Given instruction 1 - In the records, swap "tight" for "snug" across the stretch from the line containing "wooden floor in the image above." through the line containing "340;26;353;158". Return only those lines, with everything else left as is.

Given text -

————————

Data Orchestration Hub (Preview)
Data Orchestration Hub, or the Hub, is a management service that makes it easy to manage multiple clusters and connect with multiple data sources to unify data lakes. The service provides an easy to use unified management view for configuration and monitoring, and wizard based curation of deployment workflows.
- Connect Your Data Sources: Connect Alluxio to data storage and catalogs across multiple clouds, single cloud or on-premises using guided wizards.
- Monitor Your Alluxio Cluster: Monitor your Alluxio cluster.
- Manage Configuration: Set and distribute configuration for a cluster.
When to Use
Data Orchestration Hub agents are co-deployed on the cluster running Alluxio. The Hub can connect to multiple Alluxio clusters across environments. Further instructions can be found in the deployment section below.
Once connected to an Alluxio cluster, the Hub can be used to modify the state of the Alluxio cluster, such as updating configuration and restarting processes. The following scenarios illustrate usage of the Hub web interface.
Scenario A: Managing an Alluxio cluster
The Hub can be used to view a dashboard to monitor the state of processes on the cluster, as well as update configuration and restart processes.
Monitor the status of an Alluxio cluster anywhere. You can start or stop cluster components from an intuitive UI.
Scenario B: Connecting to data sources across regions
Alluxio is used to connect a compute cluster with data sources across private data-centers and public clouds potentially over a wide area network. The Hub uses a self-guided wizard based approach to allow users to connect to data sources and catalogs in the same or remote data centers. A user is guided through the required configuration steps along with validation of the connection.
These wizards are applicable for multiple scenarios including: hybrid cloud, cross-data center, single cloud or private data center deployments.
Connect Alluxio to all your data sources across multiple clouds, single cloud or on-premises using self-guided wizards.
Further usage scenarios and descriptions for the available toolset can be found by following this section below.
Deployment
The Hub consists of the following components deployed on your Alluxio cluster.
- Hub Manager: The Hub Manager serves requests to Alluxio processes via Hub Agents. The Hub Manager is used to register and communicate with the hosted Hub UI. To gain access to the Hub UI, please contact product@alluxio.com. This is a process that runs on the same node as a Alluxio Master by default, and provides the REST endpoints to serve UI requests. When using multiple Alluxio masters, any node can be chosen to deploy the Hub Manager.
- Hub Agent: The Hub agents are deployed on both Alluxio Masters and Alluxio Workers. These agent processes serve requests from the Hub Manager to make changes to the cluster without SSH access.

————————

Dataset extract -
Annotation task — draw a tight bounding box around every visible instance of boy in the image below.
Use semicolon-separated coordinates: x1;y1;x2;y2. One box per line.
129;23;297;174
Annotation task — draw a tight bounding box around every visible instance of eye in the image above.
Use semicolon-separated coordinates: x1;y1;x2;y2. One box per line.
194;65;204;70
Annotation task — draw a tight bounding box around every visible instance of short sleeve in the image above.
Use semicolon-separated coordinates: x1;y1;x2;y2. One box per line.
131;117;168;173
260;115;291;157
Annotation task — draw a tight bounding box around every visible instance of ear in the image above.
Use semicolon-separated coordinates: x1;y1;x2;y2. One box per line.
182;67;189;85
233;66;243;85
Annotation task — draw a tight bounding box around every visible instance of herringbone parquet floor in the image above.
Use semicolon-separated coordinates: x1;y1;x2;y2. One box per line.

————————

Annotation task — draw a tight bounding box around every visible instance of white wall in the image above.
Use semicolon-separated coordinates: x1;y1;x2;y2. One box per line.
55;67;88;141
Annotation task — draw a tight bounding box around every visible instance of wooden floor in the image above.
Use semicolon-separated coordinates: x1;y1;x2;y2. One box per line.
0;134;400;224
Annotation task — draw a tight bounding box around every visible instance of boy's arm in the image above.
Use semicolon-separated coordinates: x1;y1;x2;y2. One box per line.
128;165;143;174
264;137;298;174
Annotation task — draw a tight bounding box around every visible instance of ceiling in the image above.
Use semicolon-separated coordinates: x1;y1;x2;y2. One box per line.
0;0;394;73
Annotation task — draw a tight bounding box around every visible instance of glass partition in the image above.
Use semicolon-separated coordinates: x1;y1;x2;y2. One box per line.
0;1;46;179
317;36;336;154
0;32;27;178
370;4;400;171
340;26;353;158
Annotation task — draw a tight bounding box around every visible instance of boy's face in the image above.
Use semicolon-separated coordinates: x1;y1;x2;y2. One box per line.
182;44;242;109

————————

Given instruction 2 - Carry on the Data Orchestration Hub text past its last sentence.

Result 1 -
Annotation task — draw a snug bounding box around every visible instance of wooden floor in the image above.
Use semicolon-separated coordinates: x1;y1;x2;y2. One box per line.
0;134;400;224
Annotation task — draw a snug bounding box around every visible instance of boy's arm in the image above.
Use semicolon-separated coordinates: x1;y1;x2;y2. One box per line.
128;165;143;174
264;137;298;174
Annotation task — draw a snug bounding box around every visible instance of ceiling in the image above.
Use semicolon-separated coordinates: x1;y1;x2;y2. One box per line.
0;0;394;73
Annotation task — draw a snug bounding box around every visible instance of glass partition in the image above.
Use semicolon-separated coordinates: x1;y1;x2;y2. One box per line.
0;1;46;179
317;36;336;154
0;32;27;178
370;4;400;171
340;26;353;158

Result 2 -
The following diagram illustrates the Hub architecture:
Hub Agents must be present on all managed nodes whereas the Hub Manager is a single instance.
Choose your compute environment to see how to deploy Data Orchestration Hub.
To get more information and get access to the Hub, please contact [product@alluxio.com](mailto:product@alluxio.com).
Getting Started
The Hub web interface is a hosted service that gives users a single access point to connect and interact with their Alluxio clusters via Hub Manager/Agents.
Generating an API key
An API/secret key pair is required to authenticate the Hub Manager with the Hosted Hub. Before you start the Hub Manager
and Hub Agents, you will need to access the Hub UI and generate an API/secret key pair. Once generated, you must set
alluxio.hub.authentication.apiKey
amd alluxio.hub.authentication.secretKey
in the Hub Manager’s alluxio-site.properties
.
Click on the "New API Key" button and follow the prompts to generate an API and secret keypair.
Starting the Hub
To start the Hub Manager on the primary master node only:
$ ${ALLUXIO_HOME}/bin/alluxio-start.sh -a hub_manager
To start the Hub Agents on all nodes, execute the following on each node:
$ ${ALLUXIO_HOME}/bin/alluxio-start.sh -a hub_agent
Stopping the Hub
In order to stop the Hub, execute the following on the node the Hub manager was started:
$ ${ALLUXIO_HOME}/bin/alluxio-stop.sh -a hub_manager
$ ${ALLUXIO_HOME}/bin/alluxio-stop.sh -a hub_agent
Execute the following on all nodes:
$ ${ALLUXIO_HOME}/bin/alluxio-stop.sh -a hub_agent
Configuration
For a complete list of properties applicable to the Hub, please search for properties prefixed with
alluxio.hub
on this page.
Note:
alluxio.hub.hosted.rpc.hostname
(required) specifies the address of the Hosted Hub for the Hub manager to register with.alluxio.hub.authentication.apiKey
(required) is a required API key that is used (with the secret key) to authenticate the Hub manager.alluxio.hub.authentication.secretKey
(required) is a required secret key that is used (with the api key) to authenticate the Hub manager.alluxio.hub.cluster.label
(optional) can be set to label the cluster to help identify it when managing multiple clusters.
All other properties are optional. These properties should be set in alluxio-site.properties before starting the Hub processes. The mechanism varies depending on the compute environment selected as in the deployment section above.
What next
Once deployed, you can visit the Hub at url provided by Alluxio (same as alluxio.hub.hosted.rpc.hostname
).
Sign in using the configured username and password.
Sign in using the admin credentials. Default: Username = 'alluxio', Password = 'alluxio'.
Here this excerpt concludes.